**Passage provided**
Set up Hadoop

Hadoop

Hadoop is an open source framework for distributed storage and processing of large datasets on a commodity cluster. Hadoop utilizes the Hadoop Distributed File System (HDFS) for data storage and the MapReduce model for computational processing. Hadoop 2.0 also includes the YARN resource management platform which manages multiple nodes within the cluster and is responsible for task scheduling.

This section describes how to set up Hadoop on one instance.

Preparation

  1. Create Directories

    We’ll assume the following directory structure, where examples contains the code examples for this workshop. The software directory holds unzipped software, while zips contains the software tarballs.

    /home/ubuntu
    ├── examples
    ├── software
    └── zips
    

    If you don’t see this structure, you can create it using the following command.

    mkdir ~/{examples,software,zips}
    
  2. Vim

    Install vim, the command-line text editor using the following command.

    sudo apt-get install vim
    

    Note

    Vim Tip

    To edit text you’ll first need to press the letter i. Then to escape from the editing mode, you can press Esc key. To save, press :w and to quit, press :q

  3. SSH and Rsync

    Install SSH and Rsync are not already installed in the environment. Use the following commands to install them.

    sudo apt-get install ssh
    sudo apt-get install rsync
    
  4. Java

    Download Oracle JDK 8 and extract the archive using the following steps.

**Written problem A**
List every shell command that appears in the Hadoop setup guide.
**Written problem B**
Proceed with the Hadoop setup guide from where it stops.

**Data**
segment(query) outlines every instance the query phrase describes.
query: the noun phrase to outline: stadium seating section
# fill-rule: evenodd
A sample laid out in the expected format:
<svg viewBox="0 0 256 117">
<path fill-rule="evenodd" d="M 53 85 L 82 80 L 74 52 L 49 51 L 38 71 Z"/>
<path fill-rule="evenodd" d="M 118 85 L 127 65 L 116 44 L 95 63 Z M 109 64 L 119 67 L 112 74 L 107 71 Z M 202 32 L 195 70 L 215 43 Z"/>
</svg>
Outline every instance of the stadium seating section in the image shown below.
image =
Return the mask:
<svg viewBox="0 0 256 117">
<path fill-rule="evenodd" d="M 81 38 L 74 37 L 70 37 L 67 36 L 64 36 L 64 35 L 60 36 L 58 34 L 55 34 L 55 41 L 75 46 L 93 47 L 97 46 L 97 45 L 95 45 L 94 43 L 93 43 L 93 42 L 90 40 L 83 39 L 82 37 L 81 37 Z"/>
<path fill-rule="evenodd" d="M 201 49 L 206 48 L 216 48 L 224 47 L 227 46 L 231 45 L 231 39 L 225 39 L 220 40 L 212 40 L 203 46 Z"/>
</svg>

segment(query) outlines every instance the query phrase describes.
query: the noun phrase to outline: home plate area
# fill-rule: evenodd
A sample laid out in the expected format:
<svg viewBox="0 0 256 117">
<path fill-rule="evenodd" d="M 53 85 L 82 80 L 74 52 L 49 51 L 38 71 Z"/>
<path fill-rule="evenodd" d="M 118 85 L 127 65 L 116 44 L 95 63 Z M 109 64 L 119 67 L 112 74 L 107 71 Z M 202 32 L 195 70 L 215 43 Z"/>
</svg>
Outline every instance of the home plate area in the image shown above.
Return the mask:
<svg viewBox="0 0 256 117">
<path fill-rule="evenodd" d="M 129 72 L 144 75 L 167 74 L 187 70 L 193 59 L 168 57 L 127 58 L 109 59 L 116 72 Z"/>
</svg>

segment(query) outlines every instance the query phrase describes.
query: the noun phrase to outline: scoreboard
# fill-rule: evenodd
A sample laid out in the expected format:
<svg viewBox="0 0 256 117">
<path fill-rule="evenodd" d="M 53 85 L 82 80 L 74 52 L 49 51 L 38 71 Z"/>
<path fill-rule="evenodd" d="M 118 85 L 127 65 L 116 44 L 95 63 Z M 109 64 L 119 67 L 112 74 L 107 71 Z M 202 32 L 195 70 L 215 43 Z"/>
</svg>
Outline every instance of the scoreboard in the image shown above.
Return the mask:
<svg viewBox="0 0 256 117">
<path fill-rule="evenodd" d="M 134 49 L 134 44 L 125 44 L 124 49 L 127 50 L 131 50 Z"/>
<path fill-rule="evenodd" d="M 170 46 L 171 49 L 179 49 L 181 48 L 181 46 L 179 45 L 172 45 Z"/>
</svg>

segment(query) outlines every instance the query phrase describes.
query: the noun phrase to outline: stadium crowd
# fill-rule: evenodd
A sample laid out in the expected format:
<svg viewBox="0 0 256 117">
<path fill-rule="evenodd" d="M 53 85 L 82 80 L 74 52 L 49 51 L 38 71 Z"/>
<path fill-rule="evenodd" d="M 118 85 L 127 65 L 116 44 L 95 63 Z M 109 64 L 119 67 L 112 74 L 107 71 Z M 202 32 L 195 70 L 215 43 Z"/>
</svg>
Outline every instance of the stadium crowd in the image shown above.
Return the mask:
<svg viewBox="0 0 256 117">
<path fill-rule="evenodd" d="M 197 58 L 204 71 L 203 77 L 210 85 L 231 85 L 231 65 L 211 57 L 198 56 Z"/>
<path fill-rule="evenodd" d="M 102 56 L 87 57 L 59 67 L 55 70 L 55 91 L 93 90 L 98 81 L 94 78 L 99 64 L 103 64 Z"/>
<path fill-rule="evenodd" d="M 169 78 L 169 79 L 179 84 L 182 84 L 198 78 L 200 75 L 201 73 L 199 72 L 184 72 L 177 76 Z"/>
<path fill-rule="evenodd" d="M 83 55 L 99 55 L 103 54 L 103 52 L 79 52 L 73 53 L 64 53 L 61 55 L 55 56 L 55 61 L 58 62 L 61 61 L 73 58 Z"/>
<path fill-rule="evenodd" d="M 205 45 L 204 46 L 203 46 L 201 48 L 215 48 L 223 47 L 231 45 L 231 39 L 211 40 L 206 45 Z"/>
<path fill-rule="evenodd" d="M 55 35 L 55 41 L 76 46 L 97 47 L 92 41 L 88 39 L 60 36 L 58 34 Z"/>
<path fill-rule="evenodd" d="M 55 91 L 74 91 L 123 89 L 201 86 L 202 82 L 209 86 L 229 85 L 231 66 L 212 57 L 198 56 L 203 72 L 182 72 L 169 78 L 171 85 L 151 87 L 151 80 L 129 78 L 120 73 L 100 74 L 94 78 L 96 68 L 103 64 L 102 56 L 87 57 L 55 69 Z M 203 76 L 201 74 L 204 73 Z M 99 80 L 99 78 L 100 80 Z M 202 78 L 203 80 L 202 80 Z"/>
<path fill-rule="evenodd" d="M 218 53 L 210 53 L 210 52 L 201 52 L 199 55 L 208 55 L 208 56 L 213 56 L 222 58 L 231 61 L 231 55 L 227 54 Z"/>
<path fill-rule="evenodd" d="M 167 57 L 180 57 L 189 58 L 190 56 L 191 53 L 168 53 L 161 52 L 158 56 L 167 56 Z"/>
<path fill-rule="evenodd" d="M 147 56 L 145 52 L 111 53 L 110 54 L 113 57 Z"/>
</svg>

**Right answer A**
mkdir ~/{examples,software,zips}
sudo apt-get install vim
sudo apt-get install ssh
sudo apt-get install rsync

**Right answer B**
    cd ~/software
    wget --no-cookies --no-check-certificate --header "Cookie: gpw_e24=http%3A%2F%2Fwww.oracle.com%2F; oraclelicense=accept-securebackup-cookie" "http://download.oracle.com/otn-pub/java/jdk/8u91-b14/jdk-8u91-linux-x64.tar.gz"
    tar xzf jdk-8u91-linux-x64.tar.gz
    mv jdk-8u91-linux-x64.tar.gz ~/zips
    
  5. Apache Maven

    Download Apache Maven 3 and unzip it using the following commands.

    cd ~/software
    wget http://ftp.wayne.edu/apache/maven/maven-3/3.3.9/binaries/apache-maven-3.3.9-bin.tar.gz
    tar xzf apache-maven-3.3.9-bin.tar.gz
    mv apache-maven-3.3.9-bin.tar.gz ~/zips
    
  6. Apache Hadoop

    Download and extract the latest Hadoop binary into your machine. These are available at http://hadoop.apache.org/releases.html. The following commands will download and extract Hadoop version 2.7.2.

    cd ~/software
    wget http://www-eu.apache.org/dist/hadoop/common/hadoop-2.7.2/hadoop-2.7.2.tar.gz
    tar -xzvf hadoop-2.7.2.tar.gz
    mv hadoop-2.7.2.tar.gz ~/zips
    
  1. Environment Variables

    Set the following environment variables (you can set the variables at the top of the ~/.bashrc file). You can use the following command to open and edit the ~/.bashrc file.

    vim ~/.bashrc
    

    Add the the following lines to the beginning of the file.

    MVN_HOME=~/software/apache-maven-3.3.9
    JAVA_HOME=~/software/jdk1.8.0_91
    PATH=$MVN_HOME/bin:$JAVA_HOME/bin:$PATH
    export JAVA_HOME PATH
    
    HADOOP_HOME=~/software/hadoop-2.7.2
    export HADOOP_YARN_HOME=$HADOOP_HOME
    export HADOOP_PREFIX=$HADOOP_HOME
    export HADOOP_CONF_DIR=$HADOOP_HOME/etc/hadoop
    

    Now run the following command in order to make sure the changes are applied.

    source ~/.bashrc
    java -version
    

    You should see an output similar to the one given below.

    java version "1.8.0_91"
    Java(TM) SE Runtime Environment (build 1.8.0_91-b14)
    Java HotSpot(TM) 64-Bit Server VM (build 25.91-b14, mixed mode)
    
  1. Verify Apache Hadoop

    Check if you can successfully run the following Apache Hadoop command.

    cd $HADOOP_PREFIX
    ./bin/hadoop
    

    You should see the following output.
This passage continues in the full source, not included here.